ABOUT THIS EXERCISE :: Lines with the word "bridge" are the ones wanted. Copy each of them from the entries below.

▬▬▬▬▬▬

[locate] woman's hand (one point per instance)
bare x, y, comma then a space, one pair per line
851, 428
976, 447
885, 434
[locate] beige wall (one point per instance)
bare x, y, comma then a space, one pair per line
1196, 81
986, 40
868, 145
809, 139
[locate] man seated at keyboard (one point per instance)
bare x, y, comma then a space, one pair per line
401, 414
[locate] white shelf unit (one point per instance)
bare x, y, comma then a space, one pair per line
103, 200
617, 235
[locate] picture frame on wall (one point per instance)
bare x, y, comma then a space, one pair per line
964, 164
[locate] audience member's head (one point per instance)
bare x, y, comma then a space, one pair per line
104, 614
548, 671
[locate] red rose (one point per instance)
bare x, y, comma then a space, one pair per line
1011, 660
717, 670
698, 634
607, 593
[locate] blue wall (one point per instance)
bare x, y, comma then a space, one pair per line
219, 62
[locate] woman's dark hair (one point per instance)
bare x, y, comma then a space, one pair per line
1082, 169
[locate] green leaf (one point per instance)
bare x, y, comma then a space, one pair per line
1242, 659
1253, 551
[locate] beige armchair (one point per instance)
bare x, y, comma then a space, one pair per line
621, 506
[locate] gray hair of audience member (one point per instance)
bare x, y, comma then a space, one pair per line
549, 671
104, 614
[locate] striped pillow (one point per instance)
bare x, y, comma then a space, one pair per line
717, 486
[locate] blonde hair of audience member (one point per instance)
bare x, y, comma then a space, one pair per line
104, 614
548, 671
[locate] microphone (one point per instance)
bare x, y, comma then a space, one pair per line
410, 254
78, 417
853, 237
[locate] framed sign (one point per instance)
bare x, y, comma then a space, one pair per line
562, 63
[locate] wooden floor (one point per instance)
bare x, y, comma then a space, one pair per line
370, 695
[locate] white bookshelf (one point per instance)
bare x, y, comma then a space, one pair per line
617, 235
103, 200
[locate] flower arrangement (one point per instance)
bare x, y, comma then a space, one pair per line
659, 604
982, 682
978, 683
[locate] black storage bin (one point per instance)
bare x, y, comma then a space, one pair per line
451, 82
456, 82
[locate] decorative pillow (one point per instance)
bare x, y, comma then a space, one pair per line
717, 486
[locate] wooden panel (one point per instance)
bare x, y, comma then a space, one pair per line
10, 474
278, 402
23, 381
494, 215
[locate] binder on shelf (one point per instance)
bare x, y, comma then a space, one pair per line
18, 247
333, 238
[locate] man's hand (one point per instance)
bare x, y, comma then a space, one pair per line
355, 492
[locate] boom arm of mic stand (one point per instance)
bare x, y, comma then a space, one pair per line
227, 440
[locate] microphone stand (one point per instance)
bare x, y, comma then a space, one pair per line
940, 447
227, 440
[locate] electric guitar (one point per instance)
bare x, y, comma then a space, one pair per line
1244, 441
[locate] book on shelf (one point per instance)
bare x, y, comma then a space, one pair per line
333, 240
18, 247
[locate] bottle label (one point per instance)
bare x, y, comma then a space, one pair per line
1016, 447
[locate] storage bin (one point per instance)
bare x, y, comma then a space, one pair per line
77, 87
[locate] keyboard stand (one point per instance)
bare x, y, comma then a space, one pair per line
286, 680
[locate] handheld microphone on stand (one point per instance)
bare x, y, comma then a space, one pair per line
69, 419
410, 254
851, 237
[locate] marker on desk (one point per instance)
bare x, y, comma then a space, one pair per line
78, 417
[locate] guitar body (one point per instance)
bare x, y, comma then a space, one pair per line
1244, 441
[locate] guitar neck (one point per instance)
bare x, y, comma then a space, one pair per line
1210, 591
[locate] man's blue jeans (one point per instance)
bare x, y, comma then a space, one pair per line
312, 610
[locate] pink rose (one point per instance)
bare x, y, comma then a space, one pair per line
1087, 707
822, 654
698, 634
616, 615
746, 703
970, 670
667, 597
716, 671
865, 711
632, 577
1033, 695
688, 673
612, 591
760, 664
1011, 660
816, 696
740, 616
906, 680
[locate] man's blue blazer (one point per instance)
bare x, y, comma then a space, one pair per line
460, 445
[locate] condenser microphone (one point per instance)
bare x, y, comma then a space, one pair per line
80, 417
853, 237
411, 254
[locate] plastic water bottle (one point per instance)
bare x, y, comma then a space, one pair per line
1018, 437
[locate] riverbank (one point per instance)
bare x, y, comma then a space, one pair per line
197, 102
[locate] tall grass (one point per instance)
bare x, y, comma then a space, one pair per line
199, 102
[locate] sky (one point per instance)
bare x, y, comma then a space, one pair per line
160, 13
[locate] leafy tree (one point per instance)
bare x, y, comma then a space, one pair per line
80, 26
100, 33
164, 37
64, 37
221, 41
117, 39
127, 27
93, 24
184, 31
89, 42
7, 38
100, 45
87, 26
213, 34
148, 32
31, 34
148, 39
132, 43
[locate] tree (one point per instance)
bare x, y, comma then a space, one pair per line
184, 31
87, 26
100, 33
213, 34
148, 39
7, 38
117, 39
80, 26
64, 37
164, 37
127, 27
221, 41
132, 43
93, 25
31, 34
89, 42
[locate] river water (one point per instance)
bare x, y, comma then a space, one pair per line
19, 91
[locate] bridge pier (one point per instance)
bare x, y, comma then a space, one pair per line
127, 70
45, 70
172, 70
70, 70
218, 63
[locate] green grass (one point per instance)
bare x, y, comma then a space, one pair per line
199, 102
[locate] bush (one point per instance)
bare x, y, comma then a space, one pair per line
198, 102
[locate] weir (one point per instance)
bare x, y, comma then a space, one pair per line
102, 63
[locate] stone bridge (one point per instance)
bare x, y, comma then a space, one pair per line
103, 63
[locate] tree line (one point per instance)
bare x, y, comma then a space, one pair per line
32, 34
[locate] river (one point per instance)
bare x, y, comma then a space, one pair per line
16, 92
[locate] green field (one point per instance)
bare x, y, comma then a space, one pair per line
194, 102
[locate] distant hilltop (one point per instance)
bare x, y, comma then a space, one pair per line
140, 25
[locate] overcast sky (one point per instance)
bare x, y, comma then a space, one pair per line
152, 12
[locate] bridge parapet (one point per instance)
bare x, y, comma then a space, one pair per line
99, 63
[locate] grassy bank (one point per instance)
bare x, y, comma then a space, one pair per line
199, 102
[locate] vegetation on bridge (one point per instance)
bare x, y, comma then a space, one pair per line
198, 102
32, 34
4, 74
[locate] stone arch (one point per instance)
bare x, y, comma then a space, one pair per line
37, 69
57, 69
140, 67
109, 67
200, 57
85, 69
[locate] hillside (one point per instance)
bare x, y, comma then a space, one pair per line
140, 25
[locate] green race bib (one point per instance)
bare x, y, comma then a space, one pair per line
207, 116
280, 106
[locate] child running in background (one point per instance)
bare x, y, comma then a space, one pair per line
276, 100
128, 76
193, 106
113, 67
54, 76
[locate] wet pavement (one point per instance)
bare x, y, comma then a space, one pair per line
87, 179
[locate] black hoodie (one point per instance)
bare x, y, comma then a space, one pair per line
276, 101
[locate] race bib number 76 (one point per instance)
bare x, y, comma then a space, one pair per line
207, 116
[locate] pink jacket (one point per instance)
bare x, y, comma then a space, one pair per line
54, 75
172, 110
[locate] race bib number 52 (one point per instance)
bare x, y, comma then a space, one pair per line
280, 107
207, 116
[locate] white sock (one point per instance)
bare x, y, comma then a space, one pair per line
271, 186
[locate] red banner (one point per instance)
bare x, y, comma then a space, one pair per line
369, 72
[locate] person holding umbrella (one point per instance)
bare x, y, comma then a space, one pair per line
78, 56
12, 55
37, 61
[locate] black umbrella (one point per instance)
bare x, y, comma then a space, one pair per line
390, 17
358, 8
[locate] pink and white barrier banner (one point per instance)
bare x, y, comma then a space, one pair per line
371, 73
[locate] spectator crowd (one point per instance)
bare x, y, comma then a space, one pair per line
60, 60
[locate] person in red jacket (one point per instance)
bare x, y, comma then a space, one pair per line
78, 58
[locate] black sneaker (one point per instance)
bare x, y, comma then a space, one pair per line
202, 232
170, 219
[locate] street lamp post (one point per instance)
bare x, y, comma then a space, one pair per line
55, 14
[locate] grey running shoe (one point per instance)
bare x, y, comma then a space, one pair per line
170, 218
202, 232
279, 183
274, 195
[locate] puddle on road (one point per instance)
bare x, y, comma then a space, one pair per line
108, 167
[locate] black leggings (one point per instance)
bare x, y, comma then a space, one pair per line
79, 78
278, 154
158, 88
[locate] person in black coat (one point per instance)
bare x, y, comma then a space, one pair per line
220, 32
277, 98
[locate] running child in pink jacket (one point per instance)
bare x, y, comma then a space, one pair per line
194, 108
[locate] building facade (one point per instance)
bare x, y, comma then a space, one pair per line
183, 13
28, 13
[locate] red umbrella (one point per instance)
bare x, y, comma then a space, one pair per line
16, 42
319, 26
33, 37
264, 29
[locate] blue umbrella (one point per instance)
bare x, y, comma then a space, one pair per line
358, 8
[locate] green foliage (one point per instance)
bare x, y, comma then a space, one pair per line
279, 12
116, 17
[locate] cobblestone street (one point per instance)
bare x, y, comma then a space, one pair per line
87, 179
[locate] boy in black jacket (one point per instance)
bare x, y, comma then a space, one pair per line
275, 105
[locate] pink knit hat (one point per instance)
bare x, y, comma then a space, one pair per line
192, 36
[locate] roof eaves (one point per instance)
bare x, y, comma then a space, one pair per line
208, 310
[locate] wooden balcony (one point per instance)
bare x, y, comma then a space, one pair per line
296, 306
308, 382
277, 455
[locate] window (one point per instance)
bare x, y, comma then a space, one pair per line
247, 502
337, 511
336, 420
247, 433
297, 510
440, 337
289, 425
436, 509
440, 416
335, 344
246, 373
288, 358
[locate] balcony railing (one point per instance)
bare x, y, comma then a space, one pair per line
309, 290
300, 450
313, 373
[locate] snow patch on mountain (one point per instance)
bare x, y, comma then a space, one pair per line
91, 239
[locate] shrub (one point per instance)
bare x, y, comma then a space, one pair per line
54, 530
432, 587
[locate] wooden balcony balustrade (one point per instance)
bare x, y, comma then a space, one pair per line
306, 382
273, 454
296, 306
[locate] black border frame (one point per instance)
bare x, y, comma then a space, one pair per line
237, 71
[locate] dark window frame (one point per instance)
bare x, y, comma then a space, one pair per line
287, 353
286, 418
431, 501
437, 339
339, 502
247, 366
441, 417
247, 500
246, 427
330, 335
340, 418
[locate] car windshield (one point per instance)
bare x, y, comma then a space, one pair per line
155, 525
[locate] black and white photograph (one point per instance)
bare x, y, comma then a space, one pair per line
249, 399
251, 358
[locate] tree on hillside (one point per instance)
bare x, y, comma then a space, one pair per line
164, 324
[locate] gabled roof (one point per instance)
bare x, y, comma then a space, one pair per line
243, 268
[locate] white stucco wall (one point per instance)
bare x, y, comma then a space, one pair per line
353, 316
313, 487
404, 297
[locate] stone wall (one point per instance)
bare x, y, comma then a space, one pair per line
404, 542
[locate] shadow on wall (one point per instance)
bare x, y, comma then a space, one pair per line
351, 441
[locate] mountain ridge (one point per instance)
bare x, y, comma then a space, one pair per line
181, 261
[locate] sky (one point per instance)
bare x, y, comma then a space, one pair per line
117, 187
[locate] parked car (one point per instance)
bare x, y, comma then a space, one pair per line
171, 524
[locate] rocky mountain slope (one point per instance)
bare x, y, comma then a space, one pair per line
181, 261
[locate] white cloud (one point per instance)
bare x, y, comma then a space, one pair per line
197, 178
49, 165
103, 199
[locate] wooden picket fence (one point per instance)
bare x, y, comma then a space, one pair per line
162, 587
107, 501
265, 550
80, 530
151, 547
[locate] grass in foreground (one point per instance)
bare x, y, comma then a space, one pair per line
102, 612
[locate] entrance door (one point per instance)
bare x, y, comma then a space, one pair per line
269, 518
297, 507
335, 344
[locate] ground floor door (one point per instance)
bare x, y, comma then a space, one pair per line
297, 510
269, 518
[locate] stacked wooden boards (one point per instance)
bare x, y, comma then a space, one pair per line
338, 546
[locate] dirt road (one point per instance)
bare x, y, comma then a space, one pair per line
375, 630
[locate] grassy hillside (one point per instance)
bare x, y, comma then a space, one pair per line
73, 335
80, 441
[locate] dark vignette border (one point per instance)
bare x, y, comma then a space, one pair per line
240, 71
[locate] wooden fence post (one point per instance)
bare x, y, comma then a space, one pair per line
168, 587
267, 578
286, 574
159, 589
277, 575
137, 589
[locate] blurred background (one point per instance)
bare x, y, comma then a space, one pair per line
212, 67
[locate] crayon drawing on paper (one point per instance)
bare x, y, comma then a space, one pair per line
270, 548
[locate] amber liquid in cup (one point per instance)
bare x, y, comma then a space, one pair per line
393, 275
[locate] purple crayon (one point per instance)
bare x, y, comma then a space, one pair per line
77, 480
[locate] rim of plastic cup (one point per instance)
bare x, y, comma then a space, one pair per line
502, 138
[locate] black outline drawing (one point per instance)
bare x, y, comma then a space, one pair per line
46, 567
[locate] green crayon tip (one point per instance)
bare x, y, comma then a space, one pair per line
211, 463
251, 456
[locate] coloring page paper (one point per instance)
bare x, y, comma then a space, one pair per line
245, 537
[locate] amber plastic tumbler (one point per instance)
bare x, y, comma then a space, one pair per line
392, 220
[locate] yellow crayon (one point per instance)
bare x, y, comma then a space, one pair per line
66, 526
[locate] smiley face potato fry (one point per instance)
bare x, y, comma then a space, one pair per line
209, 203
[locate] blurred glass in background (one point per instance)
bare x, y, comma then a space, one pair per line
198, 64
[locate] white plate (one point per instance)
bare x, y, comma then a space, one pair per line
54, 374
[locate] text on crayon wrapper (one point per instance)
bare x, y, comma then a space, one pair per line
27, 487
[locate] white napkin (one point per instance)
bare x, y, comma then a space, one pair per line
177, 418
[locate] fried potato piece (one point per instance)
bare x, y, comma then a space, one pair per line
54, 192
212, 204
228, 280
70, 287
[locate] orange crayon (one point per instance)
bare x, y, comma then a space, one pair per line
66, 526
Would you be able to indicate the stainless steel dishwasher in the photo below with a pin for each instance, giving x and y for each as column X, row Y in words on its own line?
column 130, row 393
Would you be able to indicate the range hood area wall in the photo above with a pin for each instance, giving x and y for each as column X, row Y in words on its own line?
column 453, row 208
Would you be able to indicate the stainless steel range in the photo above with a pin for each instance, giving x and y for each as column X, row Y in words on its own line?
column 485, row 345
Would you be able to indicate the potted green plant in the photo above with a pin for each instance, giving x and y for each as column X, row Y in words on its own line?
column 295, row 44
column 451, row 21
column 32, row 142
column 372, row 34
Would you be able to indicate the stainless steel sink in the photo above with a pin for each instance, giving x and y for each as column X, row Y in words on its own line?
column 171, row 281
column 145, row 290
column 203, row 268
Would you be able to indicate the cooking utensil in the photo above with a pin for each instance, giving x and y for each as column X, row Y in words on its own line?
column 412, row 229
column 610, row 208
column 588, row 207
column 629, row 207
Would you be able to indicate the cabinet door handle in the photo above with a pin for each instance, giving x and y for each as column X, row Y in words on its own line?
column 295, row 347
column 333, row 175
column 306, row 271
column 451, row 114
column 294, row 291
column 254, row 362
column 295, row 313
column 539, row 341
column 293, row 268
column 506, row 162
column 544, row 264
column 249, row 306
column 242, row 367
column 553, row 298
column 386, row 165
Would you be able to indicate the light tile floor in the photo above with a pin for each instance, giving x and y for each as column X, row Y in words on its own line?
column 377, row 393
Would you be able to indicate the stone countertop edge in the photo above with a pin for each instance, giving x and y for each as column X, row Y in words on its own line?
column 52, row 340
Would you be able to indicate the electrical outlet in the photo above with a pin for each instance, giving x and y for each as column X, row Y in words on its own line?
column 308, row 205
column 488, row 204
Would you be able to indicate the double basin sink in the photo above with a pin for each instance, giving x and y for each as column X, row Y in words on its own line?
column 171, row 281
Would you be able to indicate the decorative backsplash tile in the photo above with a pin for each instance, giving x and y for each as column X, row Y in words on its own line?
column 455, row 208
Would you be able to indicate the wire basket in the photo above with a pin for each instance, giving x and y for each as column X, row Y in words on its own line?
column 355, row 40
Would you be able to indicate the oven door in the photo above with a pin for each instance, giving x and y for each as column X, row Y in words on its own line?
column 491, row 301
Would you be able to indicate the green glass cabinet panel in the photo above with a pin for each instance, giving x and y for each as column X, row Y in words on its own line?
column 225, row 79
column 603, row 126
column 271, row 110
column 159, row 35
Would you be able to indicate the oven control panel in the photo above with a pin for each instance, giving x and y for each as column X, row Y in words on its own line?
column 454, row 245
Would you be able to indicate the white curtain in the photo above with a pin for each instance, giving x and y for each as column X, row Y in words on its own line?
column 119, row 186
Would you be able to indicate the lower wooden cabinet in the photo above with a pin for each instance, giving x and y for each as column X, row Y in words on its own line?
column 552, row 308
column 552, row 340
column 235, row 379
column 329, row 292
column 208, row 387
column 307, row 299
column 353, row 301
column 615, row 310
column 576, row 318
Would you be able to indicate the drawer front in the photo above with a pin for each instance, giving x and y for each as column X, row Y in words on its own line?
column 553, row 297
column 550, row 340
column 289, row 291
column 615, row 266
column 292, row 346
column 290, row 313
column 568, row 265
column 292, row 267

▬▬▬▬▬▬

RESULT ::
[locate] bridge pier (one point per instance)
[locate] stone bridge (one point per instance)
[locate] bridge parapet (one point per instance)
[locate] vegetation on bridge (one point per instance)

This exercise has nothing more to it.